▶ DOCUMENT EXCERPT
Key distinguishing features of the most common diagnoses
|Acute Glaucoma||Vitreous Haemorrhage||Retinal Artery Occlusion||Migraine||TIA/CVA|
|Preceded by Spots and Flashing Lights||No||Possible||No||Yes||Possible|
|Followed by Headache||Possible||No||No||Yes||Possible|
|Absent Red Reflex||No||Yes||No||No||No|
|Affected Pupil Dilated and Fixed||Yes||No||Yes||No||No|
- In practice, there are none worth doing at the time, as the vast majority of cases will be referred urgently. Virtually all tests will therefore be arranged by the specialist, usually after the event, to look for underlying causes. Such investigations include the following.
- Screening for diabetes: Undetected retinopathy may have preceded vitreous haemorrhage.
- FBC: PCV may be raised in central retinal vein occlusion.
- ESR: Raised in temporal arteritis.
- Multiple microbiological investigations are needed for posterior uveitis.
- Posterior pole ultrasound may be useful in vitreous haemorrhage to identify treatable causes.
- CT scan only useful to investigate cerebral causes (CVA or cortical blindness).
- Acute visual disturbance is often difficult to diagnose accurately and very alarming for the patient. If in doubt, refer urgently, or, at the very least, review in a few hours.
- The patient’s assessment of visual loss, and its severity, is highly subjective – if at all possible, test it with a Snellen chart.

▶ SUPPLIED DATA

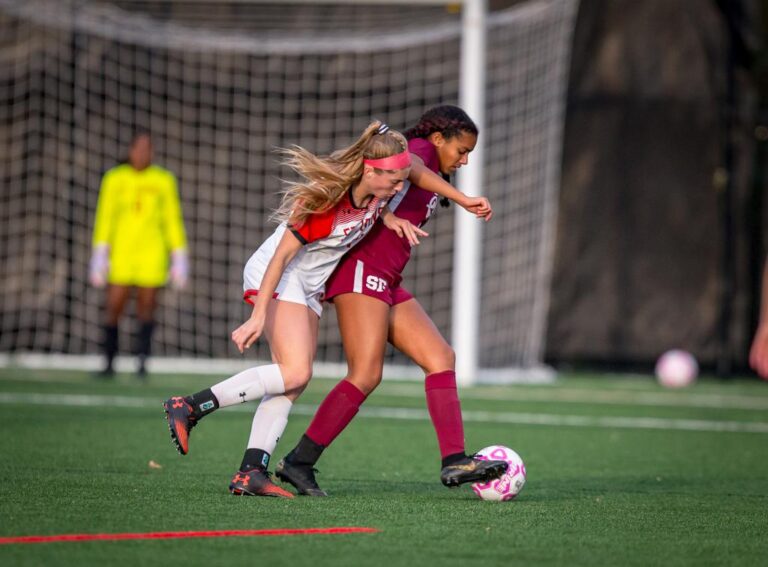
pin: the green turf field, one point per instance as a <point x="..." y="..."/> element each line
<point x="620" y="472"/>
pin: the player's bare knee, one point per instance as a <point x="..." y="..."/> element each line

▶ TASK DIRECTIONS
Return everything in the diagnosis guidance above from "- Screening for" down to "a few hours.", copied word for word.

▶ ANSWER FOR THIS EXERCISE
- Screening for diabetes: Undetected retinopathy may have preceded vitreous haemorrhage.
- FBC: PCV may be raised in central retinal vein occlusion.
- ESR: Raised in temporal arteritis.
- Multiple microbiological investigations are needed for posterior uveitis.
- Posterior pole ultrasound may be useful in vitreous haemorrhage to identify treatable causes.
- CT scan only useful to investigate cerebral causes (CVA or cortical blindness).
- Acute visual disturbance is often difficult to diagnose accurately and very alarming for the patient. If in doubt, refer urgently, or, at the very least, review in a few hours.